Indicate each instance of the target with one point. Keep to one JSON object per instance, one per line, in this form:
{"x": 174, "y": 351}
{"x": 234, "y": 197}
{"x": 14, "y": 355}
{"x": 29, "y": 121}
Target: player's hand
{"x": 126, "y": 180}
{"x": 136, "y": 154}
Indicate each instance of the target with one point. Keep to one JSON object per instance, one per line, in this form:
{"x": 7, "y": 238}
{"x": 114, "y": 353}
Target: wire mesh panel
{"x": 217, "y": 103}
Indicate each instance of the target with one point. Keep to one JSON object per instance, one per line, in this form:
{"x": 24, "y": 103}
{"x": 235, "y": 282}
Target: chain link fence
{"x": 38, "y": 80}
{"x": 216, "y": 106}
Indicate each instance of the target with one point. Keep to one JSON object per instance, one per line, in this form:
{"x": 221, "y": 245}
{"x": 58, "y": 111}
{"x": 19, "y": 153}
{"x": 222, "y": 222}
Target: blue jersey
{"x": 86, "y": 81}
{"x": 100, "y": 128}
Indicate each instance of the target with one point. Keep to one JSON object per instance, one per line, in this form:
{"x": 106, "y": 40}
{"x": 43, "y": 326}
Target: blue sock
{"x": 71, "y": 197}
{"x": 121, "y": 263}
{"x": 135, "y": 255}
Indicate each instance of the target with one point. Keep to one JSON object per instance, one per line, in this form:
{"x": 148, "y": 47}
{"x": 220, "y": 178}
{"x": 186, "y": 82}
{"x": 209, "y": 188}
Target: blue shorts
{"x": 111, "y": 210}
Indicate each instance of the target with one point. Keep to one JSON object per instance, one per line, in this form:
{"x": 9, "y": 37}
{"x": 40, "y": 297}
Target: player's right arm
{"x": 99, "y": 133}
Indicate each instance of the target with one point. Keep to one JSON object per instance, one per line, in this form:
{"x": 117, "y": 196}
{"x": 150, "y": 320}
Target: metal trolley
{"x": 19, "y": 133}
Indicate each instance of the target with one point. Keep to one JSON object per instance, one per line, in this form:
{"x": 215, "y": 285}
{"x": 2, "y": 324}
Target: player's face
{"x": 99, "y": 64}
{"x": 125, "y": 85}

* _What to work on_
At the line containing "Target: player's hand", start transcribing exactly, and continue through the last line of the listing. Stop there and add nothing.

* _Exercise result_
Target: player's hand
{"x": 126, "y": 180}
{"x": 136, "y": 154}
Indicate each instance of the target with one point. Keep to one JSON object per instance, one per line, in this form:
{"x": 7, "y": 238}
{"x": 114, "y": 353}
Target: wire mesh panel
{"x": 217, "y": 103}
Indicate each instance of the target with one point. Keep to one JSON object per instance, one per line, in this form:
{"x": 24, "y": 103}
{"x": 235, "y": 282}
Target: chain link fence
{"x": 38, "y": 80}
{"x": 216, "y": 106}
Indicate each instance of the target with one point. Keep to one JSON object per instance, one per line, in this form:
{"x": 221, "y": 245}
{"x": 58, "y": 111}
{"x": 19, "y": 153}
{"x": 222, "y": 222}
Target: blue jersey
{"x": 86, "y": 81}
{"x": 100, "y": 128}
Indicate each instance of the target with one point. Keep to one JSON object per instance, one per line, in this form:
{"x": 106, "y": 40}
{"x": 43, "y": 326}
Target: blue sock
{"x": 71, "y": 197}
{"x": 121, "y": 263}
{"x": 135, "y": 255}
Indicate each instance of the target with one point. Keep to one JSON object per instance, one per line, in this form:
{"x": 148, "y": 47}
{"x": 220, "y": 178}
{"x": 186, "y": 82}
{"x": 209, "y": 188}
Target: blue shorts
{"x": 111, "y": 210}
Indicate each instance of the target with one point. Keep to one JSON object per instance, one per line, in this form:
{"x": 9, "y": 37}
{"x": 40, "y": 297}
Target: player's right arm
{"x": 99, "y": 133}
Indicate each instance of the target with one point. Keep to one JSON object per instance, one per line, in this form:
{"x": 117, "y": 196}
{"x": 150, "y": 320}
Target: metal trolley
{"x": 19, "y": 133}
Indicate each instance of the target with one point. Keep to one JSON object per instance, one per line, in this form:
{"x": 215, "y": 285}
{"x": 2, "y": 324}
Target: player's face
{"x": 99, "y": 64}
{"x": 125, "y": 85}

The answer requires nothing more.